[Records from a collection]
%%

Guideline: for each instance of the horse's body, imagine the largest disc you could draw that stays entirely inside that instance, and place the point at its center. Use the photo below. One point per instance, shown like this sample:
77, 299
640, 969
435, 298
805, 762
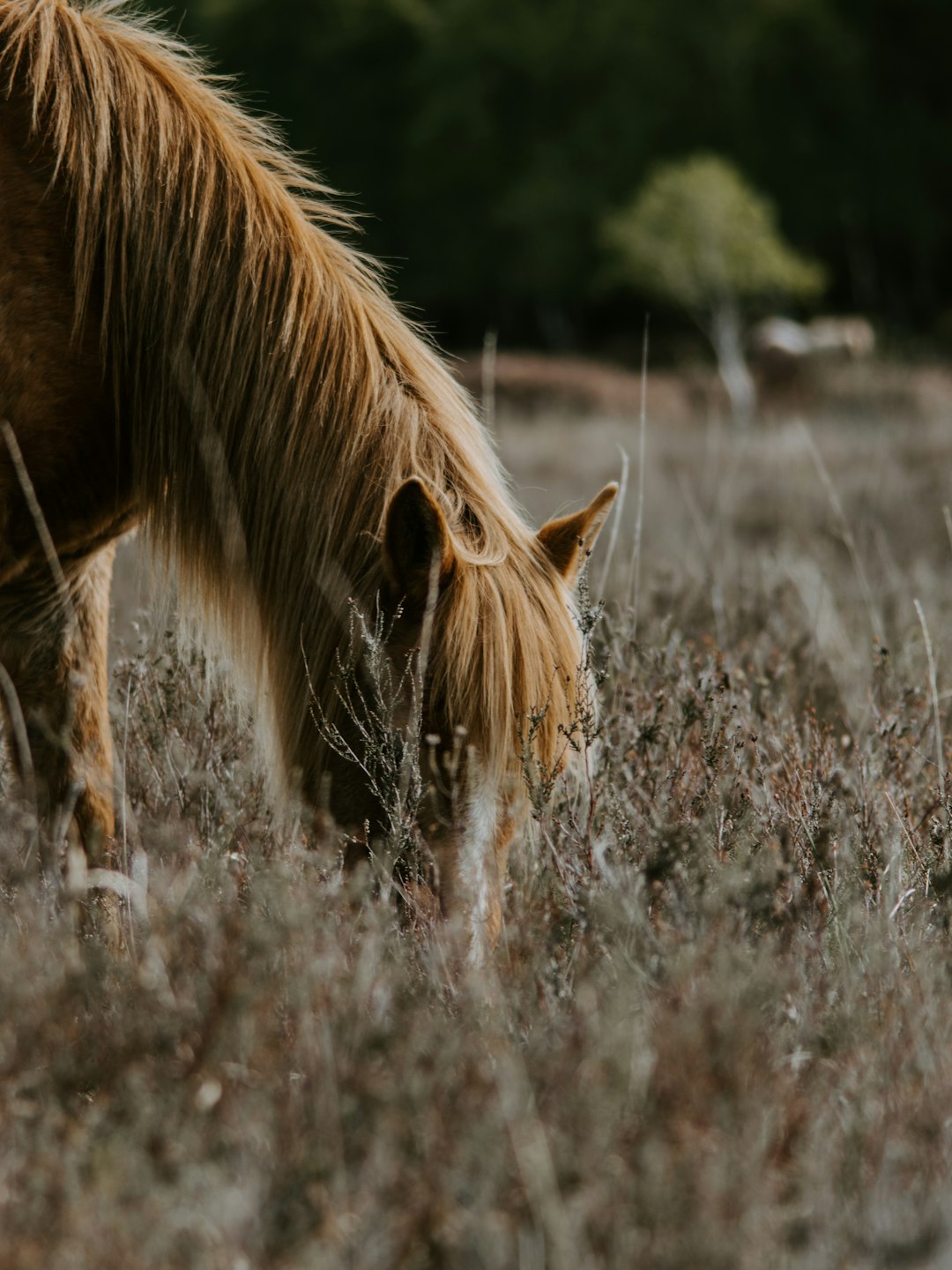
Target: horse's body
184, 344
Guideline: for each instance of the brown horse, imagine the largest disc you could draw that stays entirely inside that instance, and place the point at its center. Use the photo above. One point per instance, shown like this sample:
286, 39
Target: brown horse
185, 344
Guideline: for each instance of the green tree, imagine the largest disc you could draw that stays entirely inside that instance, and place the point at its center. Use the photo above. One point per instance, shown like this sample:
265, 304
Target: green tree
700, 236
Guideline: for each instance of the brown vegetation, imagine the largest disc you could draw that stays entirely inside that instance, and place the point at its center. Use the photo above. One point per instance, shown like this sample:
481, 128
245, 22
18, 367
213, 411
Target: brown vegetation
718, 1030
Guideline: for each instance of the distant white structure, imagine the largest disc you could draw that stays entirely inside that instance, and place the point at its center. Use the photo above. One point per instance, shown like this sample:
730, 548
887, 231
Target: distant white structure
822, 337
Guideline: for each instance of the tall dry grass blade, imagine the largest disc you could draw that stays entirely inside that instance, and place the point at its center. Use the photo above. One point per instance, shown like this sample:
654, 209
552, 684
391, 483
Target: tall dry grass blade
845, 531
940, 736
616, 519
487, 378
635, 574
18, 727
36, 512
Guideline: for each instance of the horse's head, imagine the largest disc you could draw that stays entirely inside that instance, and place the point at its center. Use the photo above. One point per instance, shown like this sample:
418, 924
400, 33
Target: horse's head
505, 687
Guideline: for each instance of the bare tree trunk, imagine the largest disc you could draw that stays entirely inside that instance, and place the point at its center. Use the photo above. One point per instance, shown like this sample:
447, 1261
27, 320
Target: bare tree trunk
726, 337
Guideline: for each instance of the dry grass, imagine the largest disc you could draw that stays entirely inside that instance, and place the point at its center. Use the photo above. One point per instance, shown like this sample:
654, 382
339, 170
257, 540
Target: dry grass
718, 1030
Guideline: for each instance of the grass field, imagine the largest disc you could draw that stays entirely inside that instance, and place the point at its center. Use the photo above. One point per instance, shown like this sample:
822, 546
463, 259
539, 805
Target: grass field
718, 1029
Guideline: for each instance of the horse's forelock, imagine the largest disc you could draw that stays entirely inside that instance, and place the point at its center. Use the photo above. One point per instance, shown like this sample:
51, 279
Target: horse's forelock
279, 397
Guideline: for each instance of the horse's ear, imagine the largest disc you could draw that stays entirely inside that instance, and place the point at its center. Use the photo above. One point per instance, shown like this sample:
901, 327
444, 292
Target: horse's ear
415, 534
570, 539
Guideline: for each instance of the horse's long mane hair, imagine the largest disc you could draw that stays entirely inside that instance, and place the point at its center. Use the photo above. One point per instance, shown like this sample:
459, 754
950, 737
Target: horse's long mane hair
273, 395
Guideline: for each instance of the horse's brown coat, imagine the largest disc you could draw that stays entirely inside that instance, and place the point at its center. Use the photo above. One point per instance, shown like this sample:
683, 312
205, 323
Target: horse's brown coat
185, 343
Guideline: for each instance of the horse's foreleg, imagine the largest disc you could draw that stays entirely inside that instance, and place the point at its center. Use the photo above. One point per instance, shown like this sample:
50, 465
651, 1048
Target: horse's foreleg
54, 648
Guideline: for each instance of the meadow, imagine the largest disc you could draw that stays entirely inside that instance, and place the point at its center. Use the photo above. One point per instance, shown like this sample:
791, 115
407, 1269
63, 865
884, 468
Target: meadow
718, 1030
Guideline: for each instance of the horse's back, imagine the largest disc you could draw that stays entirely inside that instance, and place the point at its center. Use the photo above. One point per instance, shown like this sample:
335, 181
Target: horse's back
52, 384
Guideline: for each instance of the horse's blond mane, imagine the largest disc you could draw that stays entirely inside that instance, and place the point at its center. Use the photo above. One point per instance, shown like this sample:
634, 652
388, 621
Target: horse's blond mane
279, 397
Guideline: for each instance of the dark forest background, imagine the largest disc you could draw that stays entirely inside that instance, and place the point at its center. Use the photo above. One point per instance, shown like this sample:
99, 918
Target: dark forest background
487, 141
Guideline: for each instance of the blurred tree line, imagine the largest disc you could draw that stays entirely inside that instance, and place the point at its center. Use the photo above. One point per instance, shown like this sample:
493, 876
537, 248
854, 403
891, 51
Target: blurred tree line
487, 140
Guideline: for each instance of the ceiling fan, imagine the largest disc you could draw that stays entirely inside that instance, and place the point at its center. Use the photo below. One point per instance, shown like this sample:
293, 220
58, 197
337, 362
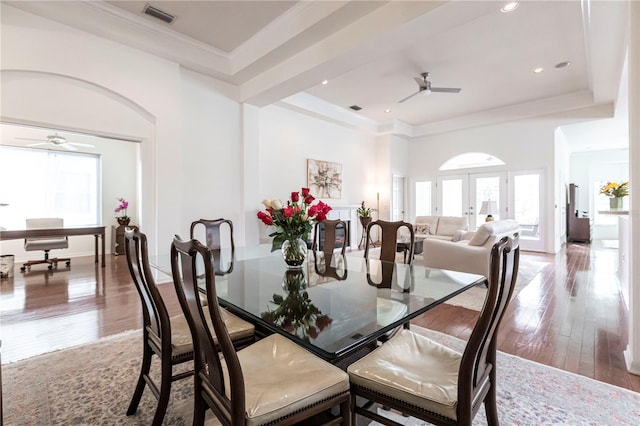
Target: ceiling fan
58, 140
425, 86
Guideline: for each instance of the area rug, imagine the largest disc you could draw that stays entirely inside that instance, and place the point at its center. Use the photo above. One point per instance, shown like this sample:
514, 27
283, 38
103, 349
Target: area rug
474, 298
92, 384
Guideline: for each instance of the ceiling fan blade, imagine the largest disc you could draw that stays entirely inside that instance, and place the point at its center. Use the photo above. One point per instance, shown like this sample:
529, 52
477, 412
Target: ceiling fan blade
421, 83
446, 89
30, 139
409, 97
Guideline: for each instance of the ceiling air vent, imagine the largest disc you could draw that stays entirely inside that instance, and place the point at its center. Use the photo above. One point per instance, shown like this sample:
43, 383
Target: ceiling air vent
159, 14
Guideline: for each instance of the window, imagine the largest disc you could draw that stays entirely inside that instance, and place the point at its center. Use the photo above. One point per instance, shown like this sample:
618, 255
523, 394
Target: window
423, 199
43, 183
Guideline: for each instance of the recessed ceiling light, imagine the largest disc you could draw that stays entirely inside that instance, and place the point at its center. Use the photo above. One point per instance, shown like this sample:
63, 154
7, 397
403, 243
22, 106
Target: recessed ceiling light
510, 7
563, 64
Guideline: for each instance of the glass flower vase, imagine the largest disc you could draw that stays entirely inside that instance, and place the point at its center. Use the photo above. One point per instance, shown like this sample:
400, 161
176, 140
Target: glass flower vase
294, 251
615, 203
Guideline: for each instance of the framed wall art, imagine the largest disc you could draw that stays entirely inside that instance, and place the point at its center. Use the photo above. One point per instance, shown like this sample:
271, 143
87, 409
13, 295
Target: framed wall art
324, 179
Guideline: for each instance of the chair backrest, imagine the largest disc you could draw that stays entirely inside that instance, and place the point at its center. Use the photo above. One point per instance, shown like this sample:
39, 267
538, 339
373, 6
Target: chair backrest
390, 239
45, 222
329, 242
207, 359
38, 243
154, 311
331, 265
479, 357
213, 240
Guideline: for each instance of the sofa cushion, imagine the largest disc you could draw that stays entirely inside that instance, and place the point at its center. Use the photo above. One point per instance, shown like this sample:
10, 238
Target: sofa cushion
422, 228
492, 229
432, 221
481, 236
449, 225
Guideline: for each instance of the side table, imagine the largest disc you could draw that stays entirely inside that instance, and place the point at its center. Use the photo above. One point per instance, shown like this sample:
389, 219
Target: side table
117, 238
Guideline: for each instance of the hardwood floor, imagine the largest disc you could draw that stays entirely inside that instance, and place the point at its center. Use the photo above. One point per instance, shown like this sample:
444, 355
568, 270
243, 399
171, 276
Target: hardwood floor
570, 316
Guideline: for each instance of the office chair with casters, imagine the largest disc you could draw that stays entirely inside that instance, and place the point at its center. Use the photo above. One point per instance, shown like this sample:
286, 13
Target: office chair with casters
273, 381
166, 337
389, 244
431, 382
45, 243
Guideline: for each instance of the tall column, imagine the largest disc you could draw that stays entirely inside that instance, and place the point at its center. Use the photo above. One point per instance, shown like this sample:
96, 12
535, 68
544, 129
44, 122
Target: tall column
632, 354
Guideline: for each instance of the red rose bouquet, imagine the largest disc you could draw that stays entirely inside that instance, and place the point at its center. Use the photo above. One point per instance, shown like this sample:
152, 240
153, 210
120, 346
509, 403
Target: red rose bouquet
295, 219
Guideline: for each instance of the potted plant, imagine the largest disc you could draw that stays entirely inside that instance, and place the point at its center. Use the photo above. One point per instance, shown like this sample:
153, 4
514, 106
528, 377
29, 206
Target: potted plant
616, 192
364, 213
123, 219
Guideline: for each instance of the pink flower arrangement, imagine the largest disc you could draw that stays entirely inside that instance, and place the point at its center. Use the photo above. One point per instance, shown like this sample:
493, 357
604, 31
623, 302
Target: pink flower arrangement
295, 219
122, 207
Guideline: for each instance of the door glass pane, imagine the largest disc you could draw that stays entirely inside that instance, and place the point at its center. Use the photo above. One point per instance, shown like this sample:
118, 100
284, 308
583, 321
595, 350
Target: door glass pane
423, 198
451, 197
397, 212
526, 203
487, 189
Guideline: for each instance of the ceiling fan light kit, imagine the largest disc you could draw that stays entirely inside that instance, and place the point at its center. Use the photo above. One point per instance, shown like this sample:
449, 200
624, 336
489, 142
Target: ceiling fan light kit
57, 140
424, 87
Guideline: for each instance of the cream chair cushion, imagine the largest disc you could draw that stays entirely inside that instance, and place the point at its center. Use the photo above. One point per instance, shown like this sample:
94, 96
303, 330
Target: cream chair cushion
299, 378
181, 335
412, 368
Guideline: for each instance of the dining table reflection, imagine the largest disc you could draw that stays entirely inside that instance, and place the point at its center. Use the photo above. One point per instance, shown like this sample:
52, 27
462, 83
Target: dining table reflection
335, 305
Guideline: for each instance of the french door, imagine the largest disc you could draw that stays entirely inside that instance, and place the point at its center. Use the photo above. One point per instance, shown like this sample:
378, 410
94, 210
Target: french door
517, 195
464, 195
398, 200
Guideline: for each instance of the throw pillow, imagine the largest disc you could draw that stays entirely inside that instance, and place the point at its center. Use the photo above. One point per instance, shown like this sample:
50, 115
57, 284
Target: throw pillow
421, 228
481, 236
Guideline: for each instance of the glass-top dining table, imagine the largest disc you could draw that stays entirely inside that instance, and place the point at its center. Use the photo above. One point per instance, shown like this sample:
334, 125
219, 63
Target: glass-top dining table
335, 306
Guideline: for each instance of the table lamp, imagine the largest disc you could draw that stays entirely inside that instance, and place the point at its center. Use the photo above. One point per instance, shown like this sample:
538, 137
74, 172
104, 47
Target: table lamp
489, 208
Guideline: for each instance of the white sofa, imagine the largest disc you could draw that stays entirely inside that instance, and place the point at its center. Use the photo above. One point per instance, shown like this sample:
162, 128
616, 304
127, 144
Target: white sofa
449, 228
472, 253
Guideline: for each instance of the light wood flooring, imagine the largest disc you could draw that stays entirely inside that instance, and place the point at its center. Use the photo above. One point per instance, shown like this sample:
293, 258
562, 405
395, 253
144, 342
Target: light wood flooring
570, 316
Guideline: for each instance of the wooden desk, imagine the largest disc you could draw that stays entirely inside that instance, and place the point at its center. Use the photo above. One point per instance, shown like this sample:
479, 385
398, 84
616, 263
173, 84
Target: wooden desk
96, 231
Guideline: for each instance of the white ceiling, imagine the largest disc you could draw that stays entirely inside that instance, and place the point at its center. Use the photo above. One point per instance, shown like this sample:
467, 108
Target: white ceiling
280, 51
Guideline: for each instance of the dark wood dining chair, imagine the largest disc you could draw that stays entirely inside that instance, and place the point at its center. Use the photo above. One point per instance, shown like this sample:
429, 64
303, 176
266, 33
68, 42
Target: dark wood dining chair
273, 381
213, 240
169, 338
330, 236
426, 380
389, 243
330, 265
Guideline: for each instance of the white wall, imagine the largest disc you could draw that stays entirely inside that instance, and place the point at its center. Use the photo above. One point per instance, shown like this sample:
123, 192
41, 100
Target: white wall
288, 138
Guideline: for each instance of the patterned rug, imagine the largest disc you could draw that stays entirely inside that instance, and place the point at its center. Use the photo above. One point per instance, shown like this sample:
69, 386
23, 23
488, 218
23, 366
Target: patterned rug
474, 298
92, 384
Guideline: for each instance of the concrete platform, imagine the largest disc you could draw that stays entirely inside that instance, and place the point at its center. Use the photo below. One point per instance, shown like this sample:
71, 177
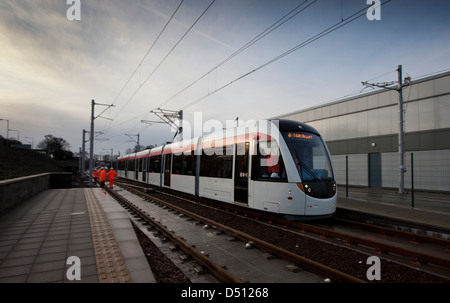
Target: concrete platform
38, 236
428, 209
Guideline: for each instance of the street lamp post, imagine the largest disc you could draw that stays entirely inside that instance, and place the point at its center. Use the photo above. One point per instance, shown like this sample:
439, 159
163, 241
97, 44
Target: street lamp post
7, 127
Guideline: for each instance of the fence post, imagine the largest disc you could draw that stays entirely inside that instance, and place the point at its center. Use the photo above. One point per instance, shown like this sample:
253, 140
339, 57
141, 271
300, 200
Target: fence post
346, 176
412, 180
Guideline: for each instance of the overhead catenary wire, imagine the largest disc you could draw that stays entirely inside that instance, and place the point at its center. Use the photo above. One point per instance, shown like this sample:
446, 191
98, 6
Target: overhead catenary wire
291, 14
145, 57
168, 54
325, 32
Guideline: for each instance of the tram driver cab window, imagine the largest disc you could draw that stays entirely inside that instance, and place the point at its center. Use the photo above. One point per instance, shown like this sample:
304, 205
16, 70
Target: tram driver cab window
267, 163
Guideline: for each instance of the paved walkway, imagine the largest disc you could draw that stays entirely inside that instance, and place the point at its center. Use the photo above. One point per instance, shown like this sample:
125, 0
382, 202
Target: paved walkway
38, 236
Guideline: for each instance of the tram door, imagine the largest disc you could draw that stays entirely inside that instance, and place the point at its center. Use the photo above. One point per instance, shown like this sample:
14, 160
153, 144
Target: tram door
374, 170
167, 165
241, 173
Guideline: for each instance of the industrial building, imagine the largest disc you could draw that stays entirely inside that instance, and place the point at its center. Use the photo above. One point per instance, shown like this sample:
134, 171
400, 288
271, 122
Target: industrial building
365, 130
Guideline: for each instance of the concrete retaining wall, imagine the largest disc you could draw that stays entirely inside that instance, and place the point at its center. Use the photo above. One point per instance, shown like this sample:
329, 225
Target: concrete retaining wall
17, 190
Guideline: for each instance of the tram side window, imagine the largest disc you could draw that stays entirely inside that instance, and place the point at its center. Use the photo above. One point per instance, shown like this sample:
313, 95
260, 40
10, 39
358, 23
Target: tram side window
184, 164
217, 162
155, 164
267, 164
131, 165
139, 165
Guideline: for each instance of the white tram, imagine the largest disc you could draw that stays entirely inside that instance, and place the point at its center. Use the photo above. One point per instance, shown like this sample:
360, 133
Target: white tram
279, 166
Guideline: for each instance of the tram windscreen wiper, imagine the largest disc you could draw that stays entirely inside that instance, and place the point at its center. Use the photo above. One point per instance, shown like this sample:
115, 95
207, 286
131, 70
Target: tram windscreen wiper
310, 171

%%

Starting with the line that contains "Guideline: for each instance of the concrete retaining", output every line through the end of the listing above, unchanged.

Guideline: for each instance of the concrete retaining wall, imagine the largest disc you could draw that stays entirely inside that instance, and place the point at its center. Use the photo above. One point per instance, shown like this sample:
329, 225
Target: concrete retaining wall
17, 190
Guideline: for each instance of the tram side window, imagine the largest disc you could draw that stays entirely inside that instance, and place the point at its center. Use the photo above. One point per instance, shown like this sample:
313, 95
260, 40
10, 39
358, 23
Target: tram side window
184, 164
217, 162
155, 164
267, 164
131, 165
139, 165
Guideline: for each instance of the white tram, imagine the largest disc you could draw that stays entirely inside that instance, and place the point at its center. Use the photo above. One point per instance, shown like this sample:
360, 133
Target: white tram
279, 166
Guideline: for each instance of the tram windscreen wiper, imagine the largest disc you could draw that stays entirely inside that instance, and place the point at its center. Use the photo above. One point per instance, shown like this sample:
115, 95
207, 286
131, 70
Target: tram windscreen wiper
310, 171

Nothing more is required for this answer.